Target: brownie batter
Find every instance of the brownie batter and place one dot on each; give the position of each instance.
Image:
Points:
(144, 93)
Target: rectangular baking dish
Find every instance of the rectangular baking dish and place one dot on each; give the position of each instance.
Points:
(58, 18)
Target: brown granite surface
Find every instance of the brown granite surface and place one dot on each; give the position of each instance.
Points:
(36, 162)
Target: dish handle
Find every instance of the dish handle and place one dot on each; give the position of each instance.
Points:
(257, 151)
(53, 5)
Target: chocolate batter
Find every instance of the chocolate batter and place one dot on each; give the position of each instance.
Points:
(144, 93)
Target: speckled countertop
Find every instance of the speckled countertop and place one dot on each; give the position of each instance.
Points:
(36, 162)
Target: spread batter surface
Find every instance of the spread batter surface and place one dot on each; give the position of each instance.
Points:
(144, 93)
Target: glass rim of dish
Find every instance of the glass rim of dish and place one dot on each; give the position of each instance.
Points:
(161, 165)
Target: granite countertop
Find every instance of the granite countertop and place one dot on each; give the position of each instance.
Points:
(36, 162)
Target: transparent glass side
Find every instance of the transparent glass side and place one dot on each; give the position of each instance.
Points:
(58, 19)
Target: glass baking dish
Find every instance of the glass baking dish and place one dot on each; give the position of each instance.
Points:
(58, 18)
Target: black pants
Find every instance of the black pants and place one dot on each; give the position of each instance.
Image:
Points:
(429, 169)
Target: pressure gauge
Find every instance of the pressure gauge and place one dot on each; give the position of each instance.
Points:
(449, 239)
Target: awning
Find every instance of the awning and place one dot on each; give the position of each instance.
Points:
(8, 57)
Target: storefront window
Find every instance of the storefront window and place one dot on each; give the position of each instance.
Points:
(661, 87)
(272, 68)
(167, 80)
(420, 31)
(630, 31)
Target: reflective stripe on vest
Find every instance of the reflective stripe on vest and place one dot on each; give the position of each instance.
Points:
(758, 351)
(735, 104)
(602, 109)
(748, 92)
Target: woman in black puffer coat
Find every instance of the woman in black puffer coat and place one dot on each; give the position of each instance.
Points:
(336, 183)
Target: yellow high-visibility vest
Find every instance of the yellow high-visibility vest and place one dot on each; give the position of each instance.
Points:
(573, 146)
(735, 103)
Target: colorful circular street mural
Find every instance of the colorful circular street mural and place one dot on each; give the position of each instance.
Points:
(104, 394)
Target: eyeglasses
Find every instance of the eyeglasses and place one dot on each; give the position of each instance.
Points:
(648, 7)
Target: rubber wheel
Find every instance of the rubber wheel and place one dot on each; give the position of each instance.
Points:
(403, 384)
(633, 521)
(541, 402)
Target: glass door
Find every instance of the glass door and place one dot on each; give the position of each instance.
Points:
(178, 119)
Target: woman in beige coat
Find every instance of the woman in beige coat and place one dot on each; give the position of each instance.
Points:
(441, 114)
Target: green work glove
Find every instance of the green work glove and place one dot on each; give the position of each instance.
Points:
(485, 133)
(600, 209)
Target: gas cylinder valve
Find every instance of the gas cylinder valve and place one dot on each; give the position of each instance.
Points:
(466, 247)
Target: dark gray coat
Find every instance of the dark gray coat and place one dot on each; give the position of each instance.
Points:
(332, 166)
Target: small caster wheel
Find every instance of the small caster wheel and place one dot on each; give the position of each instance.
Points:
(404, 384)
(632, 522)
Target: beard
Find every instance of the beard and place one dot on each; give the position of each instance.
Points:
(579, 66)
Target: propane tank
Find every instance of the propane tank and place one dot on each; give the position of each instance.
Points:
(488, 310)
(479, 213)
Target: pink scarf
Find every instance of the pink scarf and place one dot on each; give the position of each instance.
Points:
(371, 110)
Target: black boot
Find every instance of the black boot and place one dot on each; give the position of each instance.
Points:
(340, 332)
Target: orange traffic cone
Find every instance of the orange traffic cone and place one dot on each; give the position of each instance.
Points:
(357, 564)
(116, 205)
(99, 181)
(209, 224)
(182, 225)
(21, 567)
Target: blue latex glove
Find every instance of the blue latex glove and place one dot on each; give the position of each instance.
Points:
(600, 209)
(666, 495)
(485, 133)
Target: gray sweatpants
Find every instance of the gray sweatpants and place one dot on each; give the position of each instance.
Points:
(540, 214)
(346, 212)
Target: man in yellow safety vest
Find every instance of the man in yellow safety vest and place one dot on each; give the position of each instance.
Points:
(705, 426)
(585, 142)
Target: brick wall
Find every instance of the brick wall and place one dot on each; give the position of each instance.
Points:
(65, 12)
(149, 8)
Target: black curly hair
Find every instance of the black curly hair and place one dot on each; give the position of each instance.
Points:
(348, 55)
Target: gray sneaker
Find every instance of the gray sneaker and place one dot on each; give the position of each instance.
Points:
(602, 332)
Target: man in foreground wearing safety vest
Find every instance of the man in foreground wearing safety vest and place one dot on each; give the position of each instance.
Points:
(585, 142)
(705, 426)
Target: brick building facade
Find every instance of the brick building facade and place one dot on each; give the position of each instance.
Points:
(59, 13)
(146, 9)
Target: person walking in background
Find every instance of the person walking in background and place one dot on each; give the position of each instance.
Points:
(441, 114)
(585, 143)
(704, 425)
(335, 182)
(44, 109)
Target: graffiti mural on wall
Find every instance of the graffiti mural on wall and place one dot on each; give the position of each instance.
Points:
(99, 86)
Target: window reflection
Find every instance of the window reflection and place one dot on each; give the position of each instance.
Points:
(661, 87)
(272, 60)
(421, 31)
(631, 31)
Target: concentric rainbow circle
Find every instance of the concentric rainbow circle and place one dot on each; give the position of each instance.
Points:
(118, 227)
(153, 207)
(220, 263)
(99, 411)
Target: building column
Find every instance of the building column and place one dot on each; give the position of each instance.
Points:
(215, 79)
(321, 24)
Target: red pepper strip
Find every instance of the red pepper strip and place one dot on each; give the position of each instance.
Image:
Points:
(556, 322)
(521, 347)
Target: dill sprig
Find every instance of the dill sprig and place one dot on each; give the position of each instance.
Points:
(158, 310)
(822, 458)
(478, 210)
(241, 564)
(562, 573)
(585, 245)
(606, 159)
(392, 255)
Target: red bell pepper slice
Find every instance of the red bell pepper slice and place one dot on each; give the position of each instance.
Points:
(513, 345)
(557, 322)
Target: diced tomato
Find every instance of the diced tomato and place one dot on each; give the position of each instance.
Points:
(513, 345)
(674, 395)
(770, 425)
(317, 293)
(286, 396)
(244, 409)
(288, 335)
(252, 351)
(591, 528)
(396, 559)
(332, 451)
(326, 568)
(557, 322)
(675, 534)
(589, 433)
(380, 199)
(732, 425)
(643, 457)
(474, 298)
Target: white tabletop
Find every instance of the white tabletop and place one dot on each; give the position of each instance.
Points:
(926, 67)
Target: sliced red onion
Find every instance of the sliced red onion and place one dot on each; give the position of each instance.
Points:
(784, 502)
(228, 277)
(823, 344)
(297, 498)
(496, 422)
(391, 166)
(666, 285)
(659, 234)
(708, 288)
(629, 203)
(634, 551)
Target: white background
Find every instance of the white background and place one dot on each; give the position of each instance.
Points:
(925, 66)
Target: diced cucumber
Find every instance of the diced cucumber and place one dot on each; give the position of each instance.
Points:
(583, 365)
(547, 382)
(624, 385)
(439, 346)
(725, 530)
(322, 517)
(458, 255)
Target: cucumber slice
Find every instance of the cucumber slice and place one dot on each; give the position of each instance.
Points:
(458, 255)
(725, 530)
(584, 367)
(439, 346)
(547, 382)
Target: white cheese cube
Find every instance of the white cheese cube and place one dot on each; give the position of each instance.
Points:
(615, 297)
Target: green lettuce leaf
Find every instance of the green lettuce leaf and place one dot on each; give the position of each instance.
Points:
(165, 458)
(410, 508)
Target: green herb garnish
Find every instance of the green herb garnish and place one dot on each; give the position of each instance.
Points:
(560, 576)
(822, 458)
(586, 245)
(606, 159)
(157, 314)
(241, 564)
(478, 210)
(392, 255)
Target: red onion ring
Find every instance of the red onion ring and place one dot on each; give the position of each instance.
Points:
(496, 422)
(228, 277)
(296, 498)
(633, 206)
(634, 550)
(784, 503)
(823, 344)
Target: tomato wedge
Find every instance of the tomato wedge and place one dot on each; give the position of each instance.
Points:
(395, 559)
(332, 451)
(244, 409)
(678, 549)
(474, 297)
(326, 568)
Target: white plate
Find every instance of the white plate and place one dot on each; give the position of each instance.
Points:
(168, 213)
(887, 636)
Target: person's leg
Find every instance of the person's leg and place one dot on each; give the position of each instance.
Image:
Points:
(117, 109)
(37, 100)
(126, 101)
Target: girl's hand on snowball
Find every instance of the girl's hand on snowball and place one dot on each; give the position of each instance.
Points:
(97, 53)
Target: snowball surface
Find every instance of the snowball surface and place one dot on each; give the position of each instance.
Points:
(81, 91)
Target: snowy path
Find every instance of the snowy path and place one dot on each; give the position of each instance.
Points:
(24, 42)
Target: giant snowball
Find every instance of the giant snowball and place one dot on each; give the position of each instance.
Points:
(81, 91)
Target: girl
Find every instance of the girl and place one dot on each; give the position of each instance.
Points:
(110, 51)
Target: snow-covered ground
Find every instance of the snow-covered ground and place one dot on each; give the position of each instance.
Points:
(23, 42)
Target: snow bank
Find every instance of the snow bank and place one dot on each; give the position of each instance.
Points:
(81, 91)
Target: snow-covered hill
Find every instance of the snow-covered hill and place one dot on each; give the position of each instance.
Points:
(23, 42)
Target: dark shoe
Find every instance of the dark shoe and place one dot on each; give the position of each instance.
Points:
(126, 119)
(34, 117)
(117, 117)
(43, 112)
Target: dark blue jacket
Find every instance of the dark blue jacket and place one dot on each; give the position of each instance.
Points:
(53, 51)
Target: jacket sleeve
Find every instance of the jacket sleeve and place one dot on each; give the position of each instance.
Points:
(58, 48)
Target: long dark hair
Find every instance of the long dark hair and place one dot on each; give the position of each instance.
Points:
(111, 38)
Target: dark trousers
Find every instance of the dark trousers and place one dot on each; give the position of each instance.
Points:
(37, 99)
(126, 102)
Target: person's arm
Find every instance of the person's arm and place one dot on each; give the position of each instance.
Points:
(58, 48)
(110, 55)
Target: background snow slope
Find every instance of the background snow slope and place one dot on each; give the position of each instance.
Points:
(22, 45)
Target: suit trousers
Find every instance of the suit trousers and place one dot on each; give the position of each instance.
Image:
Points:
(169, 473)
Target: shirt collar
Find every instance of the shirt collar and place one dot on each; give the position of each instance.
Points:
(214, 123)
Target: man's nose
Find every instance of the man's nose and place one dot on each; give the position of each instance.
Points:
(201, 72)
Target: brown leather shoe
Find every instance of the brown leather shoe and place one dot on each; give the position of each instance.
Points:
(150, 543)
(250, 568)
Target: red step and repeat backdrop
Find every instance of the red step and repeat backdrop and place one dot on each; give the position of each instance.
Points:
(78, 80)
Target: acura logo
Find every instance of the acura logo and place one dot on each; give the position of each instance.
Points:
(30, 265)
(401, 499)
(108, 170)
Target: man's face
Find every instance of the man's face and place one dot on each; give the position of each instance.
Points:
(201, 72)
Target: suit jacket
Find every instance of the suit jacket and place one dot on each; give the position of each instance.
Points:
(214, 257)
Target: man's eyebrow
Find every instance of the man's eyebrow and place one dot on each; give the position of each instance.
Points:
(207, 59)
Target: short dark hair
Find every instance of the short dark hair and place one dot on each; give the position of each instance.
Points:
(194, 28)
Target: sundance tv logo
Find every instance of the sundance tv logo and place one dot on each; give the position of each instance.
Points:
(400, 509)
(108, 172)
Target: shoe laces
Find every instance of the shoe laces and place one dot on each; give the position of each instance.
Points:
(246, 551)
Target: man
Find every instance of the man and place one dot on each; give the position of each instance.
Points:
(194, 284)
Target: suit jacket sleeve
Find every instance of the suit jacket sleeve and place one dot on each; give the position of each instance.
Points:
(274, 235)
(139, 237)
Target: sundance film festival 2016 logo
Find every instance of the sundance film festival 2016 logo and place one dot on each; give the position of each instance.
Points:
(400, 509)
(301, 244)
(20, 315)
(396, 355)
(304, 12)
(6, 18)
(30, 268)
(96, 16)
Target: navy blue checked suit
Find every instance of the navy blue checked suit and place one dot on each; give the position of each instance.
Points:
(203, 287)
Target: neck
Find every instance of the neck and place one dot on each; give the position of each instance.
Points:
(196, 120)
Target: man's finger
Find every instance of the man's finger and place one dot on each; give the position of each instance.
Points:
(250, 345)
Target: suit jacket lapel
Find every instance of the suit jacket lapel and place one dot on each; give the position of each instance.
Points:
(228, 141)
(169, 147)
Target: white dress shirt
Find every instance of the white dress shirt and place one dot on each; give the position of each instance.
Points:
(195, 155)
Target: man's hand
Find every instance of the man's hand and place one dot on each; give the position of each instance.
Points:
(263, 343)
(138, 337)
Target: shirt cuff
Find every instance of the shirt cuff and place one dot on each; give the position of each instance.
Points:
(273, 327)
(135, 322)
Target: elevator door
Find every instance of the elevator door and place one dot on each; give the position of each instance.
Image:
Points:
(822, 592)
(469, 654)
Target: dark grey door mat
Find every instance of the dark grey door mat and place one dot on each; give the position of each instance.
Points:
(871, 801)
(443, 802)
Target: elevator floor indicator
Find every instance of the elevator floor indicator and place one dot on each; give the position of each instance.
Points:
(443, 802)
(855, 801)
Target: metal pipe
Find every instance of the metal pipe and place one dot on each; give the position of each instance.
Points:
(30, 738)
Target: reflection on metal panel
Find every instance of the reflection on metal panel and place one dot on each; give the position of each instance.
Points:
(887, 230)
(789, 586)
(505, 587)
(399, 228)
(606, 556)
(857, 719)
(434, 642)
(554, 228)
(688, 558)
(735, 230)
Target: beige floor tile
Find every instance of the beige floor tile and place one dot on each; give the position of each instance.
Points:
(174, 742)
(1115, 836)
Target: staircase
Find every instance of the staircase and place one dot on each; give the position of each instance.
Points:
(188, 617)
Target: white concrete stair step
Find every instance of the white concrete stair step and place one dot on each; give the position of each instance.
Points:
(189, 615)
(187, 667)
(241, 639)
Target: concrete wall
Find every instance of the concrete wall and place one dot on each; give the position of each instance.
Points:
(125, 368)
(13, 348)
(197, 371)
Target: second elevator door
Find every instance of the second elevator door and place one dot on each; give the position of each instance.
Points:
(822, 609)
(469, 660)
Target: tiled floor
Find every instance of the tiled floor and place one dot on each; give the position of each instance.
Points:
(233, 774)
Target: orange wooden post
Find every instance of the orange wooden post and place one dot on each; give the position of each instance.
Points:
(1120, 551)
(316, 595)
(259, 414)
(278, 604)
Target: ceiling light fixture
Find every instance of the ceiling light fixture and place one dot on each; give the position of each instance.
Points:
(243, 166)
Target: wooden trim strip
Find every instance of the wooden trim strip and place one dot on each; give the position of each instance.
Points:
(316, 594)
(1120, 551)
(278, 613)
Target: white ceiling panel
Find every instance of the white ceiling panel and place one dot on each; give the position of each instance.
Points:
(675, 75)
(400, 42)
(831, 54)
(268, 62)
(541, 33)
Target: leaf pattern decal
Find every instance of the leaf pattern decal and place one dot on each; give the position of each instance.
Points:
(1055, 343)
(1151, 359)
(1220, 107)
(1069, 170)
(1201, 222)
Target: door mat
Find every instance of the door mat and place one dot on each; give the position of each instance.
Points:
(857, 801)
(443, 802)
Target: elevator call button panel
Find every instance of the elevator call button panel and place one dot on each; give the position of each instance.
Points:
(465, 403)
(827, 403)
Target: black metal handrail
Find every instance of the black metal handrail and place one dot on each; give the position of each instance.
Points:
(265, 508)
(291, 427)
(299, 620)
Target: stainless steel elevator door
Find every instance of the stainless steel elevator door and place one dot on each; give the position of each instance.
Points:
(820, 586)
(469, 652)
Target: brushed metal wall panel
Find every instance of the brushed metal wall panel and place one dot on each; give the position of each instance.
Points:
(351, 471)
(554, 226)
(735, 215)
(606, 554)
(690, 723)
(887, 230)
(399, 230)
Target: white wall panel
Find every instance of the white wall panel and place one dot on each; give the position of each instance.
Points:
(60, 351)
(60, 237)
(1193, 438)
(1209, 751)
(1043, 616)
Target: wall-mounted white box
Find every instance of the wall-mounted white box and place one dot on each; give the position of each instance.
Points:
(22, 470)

************

What you are asked to do - Retype exactly, and only, the lines above from the one where "Find every instance of the white ceiling" occurs up to and including the one where "Target: stainless steel elevator door" occurs.

Completed exercise -
Find every instance of the white ceiling panel and place one dot on each; give the position of each instance.
Points:
(675, 75)
(400, 42)
(831, 54)
(268, 62)
(541, 33)
Target: leaf pattern decal
Find every instance of the leaf pattern decal and place one dot on each; give the position of each instance.
Points:
(1055, 343)
(1151, 359)
(1220, 107)
(1069, 170)
(1201, 222)
Target: door mat
Find every instance of the door mat and place one dot on each; give the position of each instance.
Points:
(857, 801)
(443, 802)
Target: elevator call button panel
Find every instance of the elevator call button panel and place one dot on each; give the position of each instance.
Points:
(465, 403)
(827, 403)
Target: black metal handrail
Find every instance of the black metal handrail and place one dot on each; give the position of each instance.
Points:
(265, 508)
(291, 427)
(299, 620)
Target: stainless steel elevator door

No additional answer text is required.